DATA ROWS:

___

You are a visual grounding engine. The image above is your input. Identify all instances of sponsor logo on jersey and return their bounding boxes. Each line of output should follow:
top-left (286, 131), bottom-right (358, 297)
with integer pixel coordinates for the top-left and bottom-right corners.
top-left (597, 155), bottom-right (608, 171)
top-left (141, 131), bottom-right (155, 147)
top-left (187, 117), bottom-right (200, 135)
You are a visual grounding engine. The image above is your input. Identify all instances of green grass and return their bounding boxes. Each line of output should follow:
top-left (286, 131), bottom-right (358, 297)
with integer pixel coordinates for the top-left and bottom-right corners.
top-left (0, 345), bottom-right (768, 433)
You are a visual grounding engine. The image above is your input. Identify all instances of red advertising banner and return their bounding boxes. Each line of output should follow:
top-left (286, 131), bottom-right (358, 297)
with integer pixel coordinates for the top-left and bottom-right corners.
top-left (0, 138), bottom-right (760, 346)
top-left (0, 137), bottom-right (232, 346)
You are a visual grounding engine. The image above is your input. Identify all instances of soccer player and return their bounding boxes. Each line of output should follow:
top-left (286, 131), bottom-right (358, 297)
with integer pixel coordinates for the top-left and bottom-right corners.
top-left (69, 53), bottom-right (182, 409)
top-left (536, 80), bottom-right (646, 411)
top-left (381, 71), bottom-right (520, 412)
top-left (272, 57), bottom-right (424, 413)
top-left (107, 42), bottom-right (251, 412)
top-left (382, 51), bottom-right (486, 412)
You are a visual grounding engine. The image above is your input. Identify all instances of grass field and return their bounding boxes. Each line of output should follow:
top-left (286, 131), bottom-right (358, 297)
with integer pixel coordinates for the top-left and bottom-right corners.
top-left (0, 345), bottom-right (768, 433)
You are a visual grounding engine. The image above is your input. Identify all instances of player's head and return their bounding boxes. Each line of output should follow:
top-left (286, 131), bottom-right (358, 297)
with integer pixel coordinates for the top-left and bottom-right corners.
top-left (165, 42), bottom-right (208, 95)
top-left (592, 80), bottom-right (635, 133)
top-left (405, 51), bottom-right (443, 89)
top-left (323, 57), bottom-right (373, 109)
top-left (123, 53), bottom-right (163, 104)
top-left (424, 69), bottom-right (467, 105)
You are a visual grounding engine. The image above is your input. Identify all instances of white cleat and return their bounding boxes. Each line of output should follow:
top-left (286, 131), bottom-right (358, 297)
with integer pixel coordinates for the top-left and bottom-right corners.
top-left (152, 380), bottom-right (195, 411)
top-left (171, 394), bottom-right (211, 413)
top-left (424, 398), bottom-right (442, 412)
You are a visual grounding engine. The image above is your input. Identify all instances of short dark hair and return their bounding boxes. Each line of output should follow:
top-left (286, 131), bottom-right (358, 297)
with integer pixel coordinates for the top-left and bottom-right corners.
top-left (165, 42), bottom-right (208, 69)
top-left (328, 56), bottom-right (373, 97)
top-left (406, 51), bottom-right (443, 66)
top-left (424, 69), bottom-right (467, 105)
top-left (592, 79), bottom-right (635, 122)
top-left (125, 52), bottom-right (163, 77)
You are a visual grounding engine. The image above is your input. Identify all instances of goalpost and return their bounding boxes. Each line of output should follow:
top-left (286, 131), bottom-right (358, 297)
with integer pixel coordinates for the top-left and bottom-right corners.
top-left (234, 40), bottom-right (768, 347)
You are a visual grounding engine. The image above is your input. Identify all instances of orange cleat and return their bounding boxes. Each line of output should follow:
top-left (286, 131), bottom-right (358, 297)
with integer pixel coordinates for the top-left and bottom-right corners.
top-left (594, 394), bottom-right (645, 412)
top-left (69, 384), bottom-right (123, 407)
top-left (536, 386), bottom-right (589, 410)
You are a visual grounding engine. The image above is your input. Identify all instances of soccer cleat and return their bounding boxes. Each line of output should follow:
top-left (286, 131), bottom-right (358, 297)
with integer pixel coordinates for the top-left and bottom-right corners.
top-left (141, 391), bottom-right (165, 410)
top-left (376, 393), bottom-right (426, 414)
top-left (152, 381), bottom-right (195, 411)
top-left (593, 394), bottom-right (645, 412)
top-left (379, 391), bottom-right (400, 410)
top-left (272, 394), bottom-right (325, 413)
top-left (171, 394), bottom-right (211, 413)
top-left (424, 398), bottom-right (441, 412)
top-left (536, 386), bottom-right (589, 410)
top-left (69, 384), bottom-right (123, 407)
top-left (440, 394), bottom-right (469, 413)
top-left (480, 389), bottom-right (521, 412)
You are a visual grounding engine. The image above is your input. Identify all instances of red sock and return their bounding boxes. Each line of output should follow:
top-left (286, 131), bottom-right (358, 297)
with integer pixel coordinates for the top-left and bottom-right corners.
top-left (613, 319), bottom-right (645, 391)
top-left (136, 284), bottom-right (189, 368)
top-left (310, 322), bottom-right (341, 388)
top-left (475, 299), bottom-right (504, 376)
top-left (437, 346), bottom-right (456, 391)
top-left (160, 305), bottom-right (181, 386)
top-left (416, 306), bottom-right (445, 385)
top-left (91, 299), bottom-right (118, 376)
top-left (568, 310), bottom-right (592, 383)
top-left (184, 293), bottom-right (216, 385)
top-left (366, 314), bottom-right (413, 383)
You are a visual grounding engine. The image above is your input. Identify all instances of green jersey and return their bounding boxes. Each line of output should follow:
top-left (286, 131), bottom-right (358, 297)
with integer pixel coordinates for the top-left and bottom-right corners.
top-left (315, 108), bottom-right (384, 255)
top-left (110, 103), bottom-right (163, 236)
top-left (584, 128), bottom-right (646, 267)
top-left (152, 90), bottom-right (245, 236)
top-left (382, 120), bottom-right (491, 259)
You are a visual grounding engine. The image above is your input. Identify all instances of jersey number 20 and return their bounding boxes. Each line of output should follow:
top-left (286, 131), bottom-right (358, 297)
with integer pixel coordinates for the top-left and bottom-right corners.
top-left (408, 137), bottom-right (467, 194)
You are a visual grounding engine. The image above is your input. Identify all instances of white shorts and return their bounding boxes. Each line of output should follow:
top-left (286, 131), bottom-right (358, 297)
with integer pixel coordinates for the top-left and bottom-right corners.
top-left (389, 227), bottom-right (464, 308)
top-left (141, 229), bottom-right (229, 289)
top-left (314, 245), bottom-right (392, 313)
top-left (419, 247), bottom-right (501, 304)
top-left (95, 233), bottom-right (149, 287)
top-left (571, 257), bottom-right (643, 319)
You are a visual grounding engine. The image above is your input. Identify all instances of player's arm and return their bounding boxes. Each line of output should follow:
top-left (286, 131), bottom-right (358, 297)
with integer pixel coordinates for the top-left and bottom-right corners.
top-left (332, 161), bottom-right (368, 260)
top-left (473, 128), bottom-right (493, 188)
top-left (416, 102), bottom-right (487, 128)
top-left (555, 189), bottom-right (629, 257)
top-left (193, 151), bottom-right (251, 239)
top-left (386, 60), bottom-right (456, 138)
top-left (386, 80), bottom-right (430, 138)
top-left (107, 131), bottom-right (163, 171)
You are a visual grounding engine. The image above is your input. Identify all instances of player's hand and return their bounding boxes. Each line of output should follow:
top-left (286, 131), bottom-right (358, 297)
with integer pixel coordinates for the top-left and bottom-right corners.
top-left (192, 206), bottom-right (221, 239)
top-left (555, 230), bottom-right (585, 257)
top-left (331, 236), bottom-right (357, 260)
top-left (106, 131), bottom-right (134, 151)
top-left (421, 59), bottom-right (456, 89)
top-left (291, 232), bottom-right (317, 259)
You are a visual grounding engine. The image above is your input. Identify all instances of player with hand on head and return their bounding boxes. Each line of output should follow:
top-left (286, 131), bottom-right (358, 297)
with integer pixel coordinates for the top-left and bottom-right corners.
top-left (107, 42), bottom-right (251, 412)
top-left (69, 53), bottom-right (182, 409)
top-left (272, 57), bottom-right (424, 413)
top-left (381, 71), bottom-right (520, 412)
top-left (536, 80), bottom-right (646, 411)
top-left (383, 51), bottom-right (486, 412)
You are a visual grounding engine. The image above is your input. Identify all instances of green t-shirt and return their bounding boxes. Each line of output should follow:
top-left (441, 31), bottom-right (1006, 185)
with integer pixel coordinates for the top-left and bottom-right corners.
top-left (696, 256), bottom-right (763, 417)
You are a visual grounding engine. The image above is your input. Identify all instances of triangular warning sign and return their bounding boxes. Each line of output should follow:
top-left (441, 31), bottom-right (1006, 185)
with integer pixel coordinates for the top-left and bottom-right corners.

___

PROBLEM STATEMENT: Please turn the records above, from the line with "of player's arm" to the line with "top-left (291, 232), bottom-right (317, 259)", both included, into a numbered list with blank lines left out.

REPLY TO THE EXERCISE:
1. You are a visual grounding engine. The image above is your input. Identify all instances of player's arm and return their bounding boxes. Each line of output should follow:
2. top-left (286, 131), bottom-right (358, 297)
3. with integer pixel coordinates for the top-left and bottom-right corners.
4. top-left (332, 161), bottom-right (368, 260)
5. top-left (473, 128), bottom-right (493, 188)
6. top-left (416, 102), bottom-right (487, 128)
7. top-left (555, 189), bottom-right (629, 257)
8. top-left (193, 151), bottom-right (251, 239)
9. top-left (386, 60), bottom-right (456, 138)
10. top-left (386, 80), bottom-right (430, 138)
11. top-left (107, 131), bottom-right (163, 171)
12. You are a visual grounding engine. The image above is your input. Identify all instances of player's hand and return their bounding boxes. Each line of output should follow:
13. top-left (286, 131), bottom-right (358, 297)
14. with integer pixel coordinates for the top-left and bottom-right corners.
15. top-left (192, 206), bottom-right (221, 239)
16. top-left (555, 230), bottom-right (585, 257)
17. top-left (331, 236), bottom-right (357, 260)
18. top-left (106, 131), bottom-right (134, 151)
19. top-left (421, 59), bottom-right (456, 89)
20. top-left (291, 232), bottom-right (317, 259)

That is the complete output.